> Exercise task: Continue the article on porting and optimizing HPC software for ARM, starting right after its final sentence.

> Source text:
Porting/Optimizing HPC for ARM - A Definitive Guide

High Performance Computing (aka HPC) software often refers to software/application that needs significant computing power. Examples include database servers, application servers, big-data applications, etc.. Operation is not only limited to data processing but also involves heavy IO to the different channels. The software needs to ensure optimal overlap of CPU workload and IO workload keeping CPU busy while the next set of the data to process is being loaded by IO sub-system.

At first look it may sound simple but ensuring the optimal performance with increasing scalability makes it challenging and fine tuning such a system to work universally for different workloads further makes it complex.

ARM and HPC

ARM processors are widely used in low-power consuming devices like cell-phones, home-appliances, specialized devices, etc… ARM processor’s less power consumption and optimal cost, made it a best possible choice for the application that needs longer battery life. Few years back a completely new vertical of using ARM for HPC started gaining pace. With a single core/CPU reaching the scalability threshold the only way to scale CPU (for more compute power) was to add more cores. ARM processors perfectly fit this paradigm and with the software adapting to this multi-core model, it helped fulfill compute power demand too.

No surprise world fastest supercomputer is based on ARM processors with 7.3 millions cores.

What further fueled use of ARM for HPC is the introduction of ARM instances on cloud. With the majority of the desktop machine still powered by x86 developing an application for ARM was a bit of challenge but with easy availability of ARM based processors through cloud instances made it an ideal choice for developers to port software for ARM and users to run it on ARM.

ARM has been constantly gaining popularity to run HPC software supported by a continuously evolving software ecosystem. Most of the OS now provides ports for ARM along with respective packages. Majority of the software vendors (including HPC) have already ported their softwares (or in the process of porting) to ARM with regular releases. In the database world itself some of the popular software like MySQL, Postgres, MariaDB, AWS-RDS, etc… are available on ARM.

Cloud provider providing ARM based instances:

  • Huawei Cloud provides ARM instances powered by Kunpeng 920
  • Amazon Cloud providers ARM instances powered by Graviton 2
  • Oracle Cloud plans to provide ARM instances powered by Ampere Altra.
  • As per report Microsoft is also working on ARM chip.

In addition, the introduction of Apple M1 gets a decent power ARM processor to the desktop. Lot of other vendors too provide ARM based desktop that too is slowly gaining pace.

Running vs Optimizing HPC on ARM

ARM is little endian and porting existing software to ARM should be pretty simple. Software based on JDK or Python should just run out of box as both the interpreters are available on ARM. C/C++ based software too will run on ARM (with packages built for ARM or users could also compile software on their own as gcc/clang are available on ARM).

So where is the catch? Software that works optimally on other little endian systems (say x86) may fail to scale on ARM. So there is a difference when we say something runs on ARM vs something is optimized for ARM. ARM is a different processor so some of the lower level code needs to be re-optimized. Also, ARM processors tend to have more cores (in turn more numa nodes) so software may need to adapt to it and explore massive parallelism but limiting cross numa data movement. Lot of such things need to be cared about to make software optimal for ARM.

> Records supplied:
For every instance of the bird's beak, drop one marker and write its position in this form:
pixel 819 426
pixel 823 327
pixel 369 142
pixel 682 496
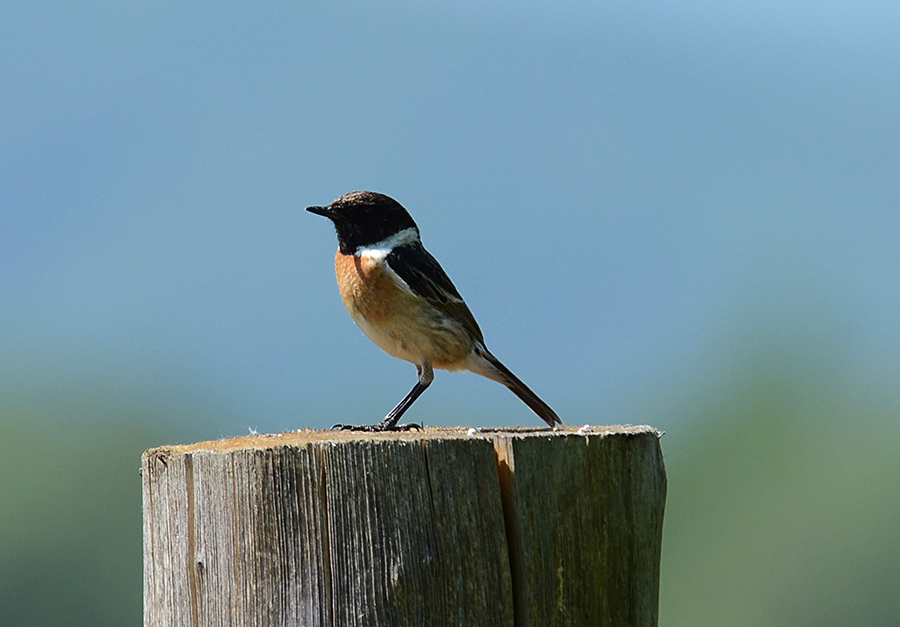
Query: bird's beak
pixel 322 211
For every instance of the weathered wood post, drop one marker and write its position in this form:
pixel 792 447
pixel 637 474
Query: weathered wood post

> Answer for the task:
Given this background let’s identify some important generic points that could help optimize any software for ARM.

Optimizing software for ARM

1. Memory Model

ARM has a weaker memory model thereby allowing more flexibility of re-ordering instructions both during compiling and execution level. x86 has a strong memory model. This memory model difference can limit how efficiently a processor could execute/pipeline the code.

Programming languages like C/C++ define memory models thereby allowing users to specify the optimal memory order rather than relying on default which is mostly sequentially consistent. Default memory order may work fine for x86 but for ARM ensuring a proper memory order is important for optimal throughput.

Let’s understand this with an simple example:

  • LOAD operation should generally use acquire-barrier (ensuring no follow-up instruction is re-order before the load).
  • STORE operation should generally use a release-barrier (ensuring no preceding instruction is re-order after the store).
  • An atomic counter (not meant for any holding state information) should use a relaxed memory barrier.

From the above graph it is clearly seen that using optimal memory order helps reduce the execution time improving performance/throughput. Sample program could be found here.

#ifdef OPTIMIZED
  x.compare_exchange_strong(e, false, std::memory_order_acquire, std::memory_order_acquire);
  ops.fetch_add(1, std::memory_order_relaxed);
#else
  x.compare_exchange_strong(e, false);
  ops.fetch_add(1);
#endif

Generally, most of the software started using atomics but ignored the memory order given it was not that important from an x86 perspective but with ARM it could have a significant impact.

Take-away:
Re-examine/study all the atomic memory orders and switch them to use optimal memory barriers based on the flow. It is also recommended approach as it helps clarify the intention of the developer and immediately helps clear the flow semantics for new developers looking at the code.

2. Low Level Code optimization

Certain operations are frequently invoked by the program so in order to improve efficiency it is normal practice to use an assembly level construct of the code as it may involve accessing low level CPU registers. Examples: timer operation, spin-loop operation, etc… Parallel code construct should be added for ARM using ARM specific assembly instruction.

ARM assembly based timer-access

 {
    ulonglong result;
    __asm __volatile__("mrs %[rt],cntvct_el0" : [ rt ] "=r"(result));
    return result;
  }

Spin-Loop often involves active sleep (better known as pause). x86 has a direct assembly instruction named PAUSE. ARM doesn’t have PAUSE instruction but close resemblance is yield which tends to have varying semantics. Often introducing a notional delay without cpu-core switchover could be done using some instruction that consumes X cycles. More like an operation not meant to do anything meaningful just actively waste some CPU cycles.

There are multiple variants of this spin-loop pause in ARM

__asm__ __volatile__("" ::: "memory")
__asm__ __volatile__("isb" ::: "memory")
__asm__ __volatile__("yield" ::: "memory")
atomic_compare_and_exchange(expected, oldval, newval)

It is often recommended to try out different variants and adapt the one that best works for given software. Hopefully, in future, yield semantics would improve or an independent PAUSE instruction would be introduced.

3. More cores/More Numa Nodes

Most of the ARM processors are designed to offer more cores that in turns get more numa nodes. Cross NUMA latency is higher (n0 -> n3 = 33 units vs n0 -> n1 = 16 units). Ideally, core and memory should be co-located so there is no cross-numa migration of data or core re-scheduling but this may turn out to be optimal as it introduces heavy restrictions on scheduling and also practically co-locating data may not work always.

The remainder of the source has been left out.